▶ Your objective: Revise the records from the line containing "[mark] the man in blue" through the end of the records, replacing "puffer jacket" with "padded coat" and leaving everything else unchanged.
# Start of Provided data
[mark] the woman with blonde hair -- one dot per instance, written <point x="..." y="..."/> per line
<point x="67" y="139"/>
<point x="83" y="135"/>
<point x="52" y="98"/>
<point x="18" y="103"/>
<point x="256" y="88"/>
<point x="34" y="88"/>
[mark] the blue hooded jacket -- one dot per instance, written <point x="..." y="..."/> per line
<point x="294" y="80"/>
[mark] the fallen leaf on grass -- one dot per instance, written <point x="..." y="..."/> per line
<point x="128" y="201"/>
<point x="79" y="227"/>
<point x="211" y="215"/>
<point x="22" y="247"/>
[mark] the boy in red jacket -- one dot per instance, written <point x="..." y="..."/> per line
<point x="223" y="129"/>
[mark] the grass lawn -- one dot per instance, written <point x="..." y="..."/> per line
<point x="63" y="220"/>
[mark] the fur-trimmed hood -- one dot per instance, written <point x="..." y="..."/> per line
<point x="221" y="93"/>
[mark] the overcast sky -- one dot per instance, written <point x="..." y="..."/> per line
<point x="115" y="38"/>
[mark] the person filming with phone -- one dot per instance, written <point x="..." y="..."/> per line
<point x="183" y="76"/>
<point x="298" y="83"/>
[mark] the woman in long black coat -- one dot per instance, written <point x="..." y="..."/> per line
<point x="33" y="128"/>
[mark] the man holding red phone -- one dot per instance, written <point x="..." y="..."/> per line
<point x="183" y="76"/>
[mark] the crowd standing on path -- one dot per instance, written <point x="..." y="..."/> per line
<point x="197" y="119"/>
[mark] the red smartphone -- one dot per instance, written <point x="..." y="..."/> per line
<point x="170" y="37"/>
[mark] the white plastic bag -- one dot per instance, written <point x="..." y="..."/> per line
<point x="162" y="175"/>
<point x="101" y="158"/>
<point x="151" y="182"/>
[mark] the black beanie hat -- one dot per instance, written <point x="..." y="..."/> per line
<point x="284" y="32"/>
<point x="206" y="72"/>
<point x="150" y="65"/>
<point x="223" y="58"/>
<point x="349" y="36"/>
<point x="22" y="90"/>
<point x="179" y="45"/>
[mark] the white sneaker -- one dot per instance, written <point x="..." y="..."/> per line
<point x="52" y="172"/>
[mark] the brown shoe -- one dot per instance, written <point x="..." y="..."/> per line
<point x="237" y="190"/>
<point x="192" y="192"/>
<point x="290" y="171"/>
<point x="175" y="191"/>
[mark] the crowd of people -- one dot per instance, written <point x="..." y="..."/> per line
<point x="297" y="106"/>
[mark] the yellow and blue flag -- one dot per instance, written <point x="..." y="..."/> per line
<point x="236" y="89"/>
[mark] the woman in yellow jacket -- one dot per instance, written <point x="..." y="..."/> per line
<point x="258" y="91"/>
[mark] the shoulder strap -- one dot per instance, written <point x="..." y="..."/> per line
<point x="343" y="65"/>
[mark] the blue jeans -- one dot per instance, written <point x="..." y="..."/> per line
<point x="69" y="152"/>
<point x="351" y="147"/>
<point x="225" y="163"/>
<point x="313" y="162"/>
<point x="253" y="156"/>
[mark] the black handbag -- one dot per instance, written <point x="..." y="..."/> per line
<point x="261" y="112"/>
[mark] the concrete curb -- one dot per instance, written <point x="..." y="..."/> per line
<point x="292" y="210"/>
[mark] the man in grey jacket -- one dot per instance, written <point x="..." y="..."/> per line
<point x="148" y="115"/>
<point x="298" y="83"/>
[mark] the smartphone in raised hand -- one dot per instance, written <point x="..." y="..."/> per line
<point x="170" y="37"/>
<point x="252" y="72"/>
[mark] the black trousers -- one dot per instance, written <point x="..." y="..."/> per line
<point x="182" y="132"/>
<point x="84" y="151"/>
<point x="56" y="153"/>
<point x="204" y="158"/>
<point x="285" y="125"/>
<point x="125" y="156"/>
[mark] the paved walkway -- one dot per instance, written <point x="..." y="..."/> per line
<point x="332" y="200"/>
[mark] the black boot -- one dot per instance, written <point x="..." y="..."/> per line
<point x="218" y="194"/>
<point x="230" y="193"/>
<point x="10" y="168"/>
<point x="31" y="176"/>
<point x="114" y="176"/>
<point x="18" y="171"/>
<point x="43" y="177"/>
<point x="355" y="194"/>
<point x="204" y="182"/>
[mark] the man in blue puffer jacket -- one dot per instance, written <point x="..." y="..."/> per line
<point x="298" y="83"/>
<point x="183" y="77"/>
# End of Provided data
▶ Response:
[mark] the man in blue padded coat -- one dot per instance, written <point x="..." y="..."/> per line
<point x="298" y="83"/>
<point x="183" y="77"/>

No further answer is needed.